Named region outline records
________________________________________

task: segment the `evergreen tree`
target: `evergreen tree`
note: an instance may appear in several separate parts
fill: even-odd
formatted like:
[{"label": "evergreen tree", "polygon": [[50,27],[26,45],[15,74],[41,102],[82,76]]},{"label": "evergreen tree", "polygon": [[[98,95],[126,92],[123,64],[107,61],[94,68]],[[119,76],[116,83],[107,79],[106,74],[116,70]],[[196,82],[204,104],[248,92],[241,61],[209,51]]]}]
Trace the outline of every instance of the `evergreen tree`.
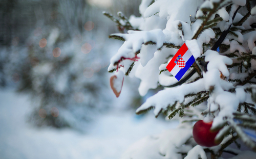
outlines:
[{"label": "evergreen tree", "polygon": [[[108,68],[115,72],[111,86],[117,97],[124,75],[135,76],[141,96],[163,89],[136,113],[154,109],[156,117],[162,113],[180,121],[175,129],[134,144],[122,158],[218,158],[223,152],[255,158],[255,5],[250,0],[142,0],[140,17],[103,12],[121,33],[109,37],[124,41]],[[184,43],[196,61],[178,81],[166,67]],[[202,129],[199,140],[206,138],[199,141]],[[240,148],[238,139],[251,151],[230,147],[234,143]]]}]

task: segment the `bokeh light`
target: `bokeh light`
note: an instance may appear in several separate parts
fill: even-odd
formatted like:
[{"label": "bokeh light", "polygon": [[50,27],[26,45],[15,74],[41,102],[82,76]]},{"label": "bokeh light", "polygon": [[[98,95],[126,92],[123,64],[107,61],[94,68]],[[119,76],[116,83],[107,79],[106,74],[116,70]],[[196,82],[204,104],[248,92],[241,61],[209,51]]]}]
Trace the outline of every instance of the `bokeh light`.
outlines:
[{"label": "bokeh light", "polygon": [[103,61],[102,62],[101,62],[101,67],[102,68],[106,67],[109,65],[109,61],[106,60]]},{"label": "bokeh light", "polygon": [[92,49],[92,45],[90,44],[86,43],[81,47],[81,51],[83,54],[88,54]]},{"label": "bokeh light", "polygon": [[46,44],[47,44],[47,40],[46,40],[46,39],[43,38],[40,40],[40,41],[39,42],[39,46],[40,47],[45,47],[46,46]]},{"label": "bokeh light", "polygon": [[12,39],[12,44],[14,46],[16,46],[18,44],[19,41],[19,38],[18,37],[16,37]]},{"label": "bokeh light", "polygon": [[99,62],[95,61],[92,63],[91,67],[93,69],[94,72],[98,72],[101,68],[101,65]]},{"label": "bokeh light", "polygon": [[40,109],[38,112],[39,116],[42,118],[45,118],[46,117],[46,115],[47,113],[46,113],[46,111],[43,109]]},{"label": "bokeh light", "polygon": [[88,31],[90,31],[93,30],[94,28],[94,23],[91,21],[87,21],[84,24],[84,29]]},{"label": "bokeh light", "polygon": [[58,57],[61,54],[61,50],[58,47],[56,47],[52,51],[52,55],[55,58]]},{"label": "bokeh light", "polygon": [[51,114],[54,117],[57,117],[59,116],[59,110],[56,107],[53,107],[51,109]]},{"label": "bokeh light", "polygon": [[94,46],[95,46],[95,42],[93,40],[89,40],[87,41],[86,43],[91,45],[92,49],[94,48]]},{"label": "bokeh light", "polygon": [[38,60],[38,59],[37,59],[36,58],[34,58],[31,59],[31,60],[30,61],[30,62],[31,63],[31,65],[33,67],[35,67],[38,64],[39,60]]},{"label": "bokeh light", "polygon": [[78,103],[81,103],[84,99],[83,94],[82,94],[82,92],[77,92],[75,93],[75,95],[74,95],[74,99],[75,99],[75,100]]},{"label": "bokeh light", "polygon": [[17,83],[19,80],[19,76],[17,73],[15,73],[12,75],[12,78],[14,83]]},{"label": "bokeh light", "polygon": [[74,37],[73,38],[73,42],[75,44],[75,45],[79,45],[82,41],[82,36],[80,35],[77,35]]},{"label": "bokeh light", "polygon": [[38,36],[42,34],[42,29],[40,27],[36,28],[34,30],[34,35],[35,36]]},{"label": "bokeh light", "polygon": [[91,78],[93,75],[93,69],[91,67],[87,67],[83,70],[83,75],[86,78]]}]

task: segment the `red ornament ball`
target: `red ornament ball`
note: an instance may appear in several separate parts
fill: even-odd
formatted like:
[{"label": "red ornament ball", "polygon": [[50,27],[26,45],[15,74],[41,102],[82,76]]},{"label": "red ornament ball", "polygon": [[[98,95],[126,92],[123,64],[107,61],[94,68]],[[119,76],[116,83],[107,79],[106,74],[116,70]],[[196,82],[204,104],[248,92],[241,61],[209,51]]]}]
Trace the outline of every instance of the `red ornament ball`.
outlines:
[{"label": "red ornament ball", "polygon": [[220,130],[212,132],[210,130],[212,121],[204,122],[199,120],[193,127],[193,137],[197,143],[202,146],[212,147],[220,144],[222,141],[216,141],[215,137]]}]

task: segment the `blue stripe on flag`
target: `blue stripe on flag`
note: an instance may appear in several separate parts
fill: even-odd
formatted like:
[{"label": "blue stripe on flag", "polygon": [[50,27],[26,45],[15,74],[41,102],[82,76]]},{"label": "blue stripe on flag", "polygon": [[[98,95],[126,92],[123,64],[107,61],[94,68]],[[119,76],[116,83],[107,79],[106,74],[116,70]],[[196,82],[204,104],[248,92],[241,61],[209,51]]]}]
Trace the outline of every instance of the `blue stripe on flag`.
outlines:
[{"label": "blue stripe on flag", "polygon": [[190,67],[191,65],[192,65],[195,62],[195,58],[193,56],[191,56],[191,57],[187,60],[187,62],[186,62],[186,65],[185,67],[181,69],[178,72],[178,73],[175,76],[175,78],[178,80],[178,81],[180,81],[181,77],[183,76],[183,75],[186,73],[188,68]]}]

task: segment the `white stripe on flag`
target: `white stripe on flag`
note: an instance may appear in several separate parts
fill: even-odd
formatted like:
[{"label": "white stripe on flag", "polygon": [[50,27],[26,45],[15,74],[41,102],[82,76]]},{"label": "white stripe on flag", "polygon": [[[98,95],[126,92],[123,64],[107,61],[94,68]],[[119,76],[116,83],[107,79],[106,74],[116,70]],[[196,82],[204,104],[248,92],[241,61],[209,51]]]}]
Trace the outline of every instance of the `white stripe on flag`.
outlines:
[{"label": "white stripe on flag", "polygon": [[182,59],[183,59],[184,61],[185,61],[185,62],[187,62],[187,60],[189,59],[191,56],[192,54],[191,54],[189,50],[187,50],[186,53],[183,55]]},{"label": "white stripe on flag", "polygon": [[174,68],[172,70],[172,71],[170,71],[170,73],[172,73],[172,74],[173,75],[173,76],[176,76],[176,74],[178,73],[178,72],[179,72],[179,71],[180,70],[181,68],[180,68],[180,67],[179,67],[179,66],[178,66],[178,65],[175,65],[175,66],[174,66]]}]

________________________________________

Short problem: Count the lines above that contain the string "target", with case mattering, and reply with only the number.

Exercise result: 5